===== Texto extraído

Que el sistema penal es profundamente clasista nadie lo pone en tela de juicio, aunque a veces exista la sensación de que es algo tácitamente aceptado porque encararlo es muy problemático o, quizás, inútil.
Las medidas cautelares impuestas por una jueza a los funcionarios y empresarios millonarios sospechosos de haber diseñado una estructura delictiva con el fin de obtener contratos amañados desataron, según lo que uno percibe en las redes sociales, una ola de enfados e indignación.
La estupefacción ante la posibilidad de que unos cuantos se hayan enriquecido a través de una red de sobornos provoca arcadas, sin duda. No obstante, hay que decir algo que en momentos de tanta efervescencia resulta muy impopular: la rabia colectiva no va a reemplazar al Estado y quienes tienen la responsabilidad política deben ser especialmente prudentes.
Alimentar la desconfianza en el Poder Judicial mediante especulaciones y populismo solo logrará debilitar, aún más, la robustez de instituciones tan venidas a menos, justamente, debido a acontecimientos como el caso Cochinilla.
Conducta nociva para la sociedad. Conviene, por tanto, algo de pedagogía, la única forma de conjurar el riesgo de que las teorías conspirativas se enquisten y extiendan, porque también son muy dañinas.
En una sociedad democrática, restringir la libertad de movimiento es, como norma de principio, una excepción. Las personas son encarceladas solo si una sentencia condenatoria así lo dispone.
Ahora bien, cuando un proceso comienza, las autoridades están facultadas para fijar medidas cautelares con el propósito de asegurar que el sumario finalice con el dictado de una resolución, que decida la culpabilidad o inocencia del acusado. Prevenir fugas u obstrucciones del trámite procesal es su razón de ser.
Pero las medidas cautelares no son el juicio ni la sentencia definitiva. Más aún, las medidas, como sucederá ahora, serán revisadas por un juez superior.

==========

* [Tareas a realizar]
**a)** Reescribe el fragmento del texto sobre las medidas cautelares que empieza en las palabras "En una sociedad" y termina tras "un juez superior.", poniendo "tribunal superior" en lugar de "juez superior".
**b)** Enumera todos los adverbios terminados en "-mente" que aparecen en el texto sobre las medidas cautelares.
Las líneas que aparecen después no son necesarias.

===== Entradas extraídas

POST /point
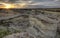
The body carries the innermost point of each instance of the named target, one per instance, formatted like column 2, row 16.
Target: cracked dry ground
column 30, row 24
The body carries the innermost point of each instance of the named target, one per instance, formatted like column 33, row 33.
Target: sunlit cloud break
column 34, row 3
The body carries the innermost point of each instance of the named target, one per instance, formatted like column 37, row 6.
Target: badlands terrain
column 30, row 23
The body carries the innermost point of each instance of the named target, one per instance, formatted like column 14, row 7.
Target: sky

==========

* [Respuestas esperadas]
**a)**
En una sociedad democrática, restringir la libertad de movimiento es, como norma de principio, una excepción. Las personas son encarceladas solo si una sentencia condenatoria así lo dispone.
Ahora bien, cuando un proceso comienza, las autoridades están facultadas para fijar medidas cautelares con el propósito de asegurar que el sumario finalice con el dictado de una resolución, que decida la culpabilidad o inocencia del acusado. Prevenir fugas u obstrucciones del trámite procesal es su razón de ser.
Pero las medidas cautelares no son el juicio ni la sentencia definitiva. Más aún, las medidas, como sucederá ahora, serán revisadas por un tribunal superior.

**b)** profundamente, tácitamente, especialmente, justamente